Reading text:
--- Begin ---
Chapter 4: The General Formula for Capital

Submitted by libcom on August 10, 2005

Outline of Marx's Discussion

First form of capital was money
-- merchant's capital
-- usurer's capital

In (M - C - M') as opposed to (C - M - C)
-- commodity is only a mediator, not the purpose
-- money is alpha and omega
-- only a quantitative expansion
-- valorization
Commentary

Money, Marx says, is the first form of appearance of capital. Historically capital first appears in the form of merchants' capital, usurers' capital and monetary wealth. Daily capital appears in the form of money in the sense that it always first steps onto the stage of action in that form, i.e., the capitalists launch their enterprises with money. (as in M - C - M')

In this chapter that Marx repeats what he does in the Contribution when he juxtaposes C - M - C with M-C-M. And he points out that M - C - M "would be absurd and empty if the intention were, by using this roundabout route, to exchange two equal sums of money." The problem therefore is to analyse this form to discover its logic.

He begins by examining a series of formal distinctions within the forms. I want to follow his analysis but to supplement his abstract discussion of C - M - C with that of the most important case in capitalism: the sale of labor power by the working class in exchange for a wage which is then spent for the means of subsistence, LP - M - C(MS). This is the subject of chapter 6 so I won't go into detail here, yet it is useful to see how these two forms represent two class perspectives on exchange.

1. The order of the phases in M - C - M is inverted in comparison with the order of the phases in the circuit of the commodity. The phases in M - C - M appear as M - C, C - M, compared to the C - M, M - C in C - M - C. When we take LP -M - C(MS) as an example of C - M - C, then we can see that the counterpart of the worker's sale of labor power LP - M, is the capitalst purchase of labor power M - C (LP) as the first part of the circuit of M - C - M'. The second phase --when the worker spends the wage M on the means of subsistence M - C (MS) has as its capitalist counterpart the sale of such MS, i.e., C - M which constitutes the second part of the the circuit M - C - M'.
--- End ---
What to do: In the commentary on the general formula for capital, in which forms does capital first appear historically?

Raw data:
--- Begin ---
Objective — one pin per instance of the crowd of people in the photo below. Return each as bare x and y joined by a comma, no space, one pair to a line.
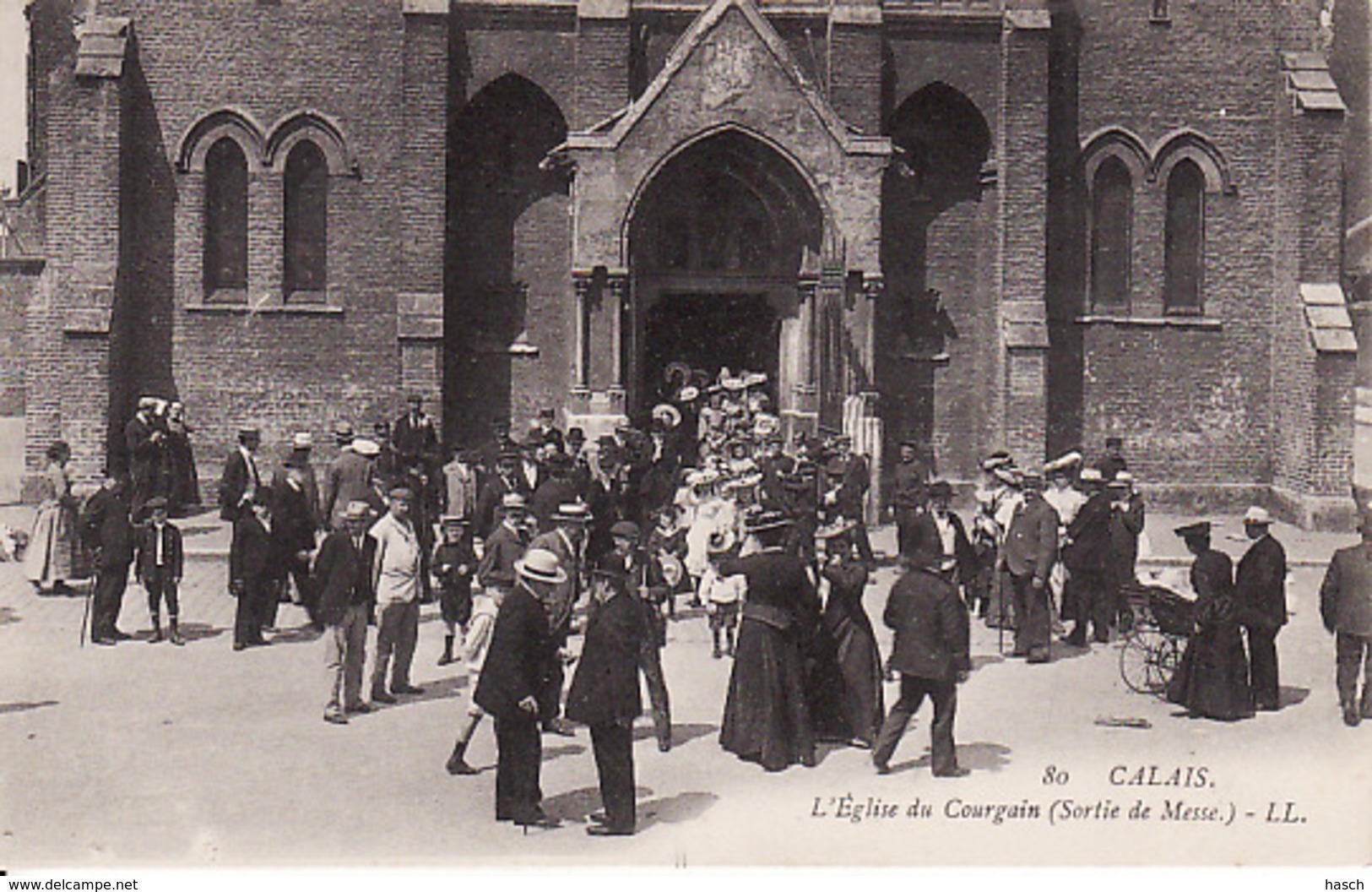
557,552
--- End ---
--- Begin ---
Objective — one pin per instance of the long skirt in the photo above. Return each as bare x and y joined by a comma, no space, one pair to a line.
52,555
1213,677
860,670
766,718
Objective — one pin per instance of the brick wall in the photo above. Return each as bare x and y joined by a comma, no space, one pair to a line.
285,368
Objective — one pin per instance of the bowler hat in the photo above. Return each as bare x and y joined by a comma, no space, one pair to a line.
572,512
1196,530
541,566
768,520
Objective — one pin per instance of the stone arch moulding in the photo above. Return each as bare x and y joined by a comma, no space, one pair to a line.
--- End ---
Correct output: Merchants' capital, usurers' capital and monetary wealth.